### [Your instructions]
For the records below, print the lines from the line with "A note for the class: find the brick parapet" through the line with "A note for the class: find the brick building" exactly as written; include both end lines and exclude the rest.

Entries taken from a collection
= = = = = = =

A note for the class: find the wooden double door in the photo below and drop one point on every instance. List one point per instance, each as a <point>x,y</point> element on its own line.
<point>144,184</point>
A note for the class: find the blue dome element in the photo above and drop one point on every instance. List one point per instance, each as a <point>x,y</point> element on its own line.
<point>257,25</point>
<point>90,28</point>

= = = = = = =

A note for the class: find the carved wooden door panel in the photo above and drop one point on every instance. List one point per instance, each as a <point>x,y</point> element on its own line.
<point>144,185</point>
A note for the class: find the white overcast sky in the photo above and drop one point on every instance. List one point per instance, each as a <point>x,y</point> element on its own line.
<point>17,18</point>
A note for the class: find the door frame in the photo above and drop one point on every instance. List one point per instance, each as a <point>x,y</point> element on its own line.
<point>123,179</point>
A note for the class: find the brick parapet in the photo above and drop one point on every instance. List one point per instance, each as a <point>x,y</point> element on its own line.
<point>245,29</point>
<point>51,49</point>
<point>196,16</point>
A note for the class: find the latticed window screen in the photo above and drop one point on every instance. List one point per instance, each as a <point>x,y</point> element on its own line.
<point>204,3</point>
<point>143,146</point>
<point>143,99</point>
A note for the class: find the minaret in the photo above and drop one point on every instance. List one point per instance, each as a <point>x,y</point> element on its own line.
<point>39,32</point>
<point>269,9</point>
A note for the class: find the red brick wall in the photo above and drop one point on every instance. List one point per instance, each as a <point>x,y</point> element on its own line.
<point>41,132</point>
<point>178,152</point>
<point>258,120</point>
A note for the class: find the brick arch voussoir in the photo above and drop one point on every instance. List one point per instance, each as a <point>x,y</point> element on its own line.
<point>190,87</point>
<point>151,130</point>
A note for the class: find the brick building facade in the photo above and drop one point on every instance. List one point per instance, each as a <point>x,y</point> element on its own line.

= = = = = = =

### [Result]
A note for the class: find the brick parapet in the photo above and drop one point on every instance. List one point per instance, each as a <point>x,y</point> element on its own line.
<point>245,29</point>
<point>51,49</point>
<point>196,16</point>
A note for the class: find the latticed window screen in the photo above and drop one point on every instance. List one point per instance, each as a <point>x,y</point> element on its own line.
<point>204,3</point>
<point>143,146</point>
<point>143,99</point>
A note for the class: find the minaret in the photo above and drop one point on every instance. List one point per instance, each as a <point>x,y</point> element on its own line.
<point>39,32</point>
<point>269,9</point>
A note for the class: find the red brick wall in the photo above and drop one point on every instance. List one point per instance, each as a <point>x,y</point> element on its own line.
<point>41,132</point>
<point>178,152</point>
<point>258,120</point>
A note for the class: find the brick arch voussoir in the photo above and drop one point on every instance. List one point per instance, each as a <point>x,y</point> element on its own line.
<point>190,87</point>
<point>151,130</point>
A note for the class: find the brick building facade in the photo above and drop one point on every instance. List one point per instance, each as a <point>x,y</point> element on its own line.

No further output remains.